▶ **PROBLEM**: Write each record again exactly as it stands.

▶ **ENTRIES SHOWN**:
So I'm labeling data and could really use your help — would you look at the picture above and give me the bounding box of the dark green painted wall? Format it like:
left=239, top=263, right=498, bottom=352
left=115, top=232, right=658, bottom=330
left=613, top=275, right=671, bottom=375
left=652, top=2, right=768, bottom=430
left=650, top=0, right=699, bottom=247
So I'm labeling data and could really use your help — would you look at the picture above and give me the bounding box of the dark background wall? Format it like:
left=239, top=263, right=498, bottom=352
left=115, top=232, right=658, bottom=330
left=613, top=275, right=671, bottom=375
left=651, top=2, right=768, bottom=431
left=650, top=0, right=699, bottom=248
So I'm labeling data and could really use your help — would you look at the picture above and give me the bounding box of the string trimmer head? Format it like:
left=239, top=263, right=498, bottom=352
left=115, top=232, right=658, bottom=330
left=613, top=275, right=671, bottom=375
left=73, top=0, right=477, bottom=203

▶ **TASK RESPONSE**:
So I'm labeling data and could really use your help — would you look at the picture above and give me the bounding box of the dark green painted wall? Format it like:
left=239, top=263, right=498, bottom=352
left=115, top=232, right=658, bottom=330
left=613, top=275, right=671, bottom=375
left=652, top=2, right=768, bottom=430
left=650, top=0, right=699, bottom=247
So I'm labeling data and could really use your help — would you look at the picture above and give me the bounding box of the dark background wall? Format it like:
left=239, top=263, right=498, bottom=352
left=115, top=232, right=658, bottom=330
left=613, top=275, right=671, bottom=375
left=651, top=2, right=768, bottom=431
left=650, top=0, right=699, bottom=248
So I'm labeling data and could really use your help — would you look at the picture above and give me the bounding box of the string trimmer head? Format it like:
left=239, top=263, right=498, bottom=352
left=115, top=232, right=658, bottom=330
left=613, top=275, right=671, bottom=375
left=73, top=0, right=477, bottom=203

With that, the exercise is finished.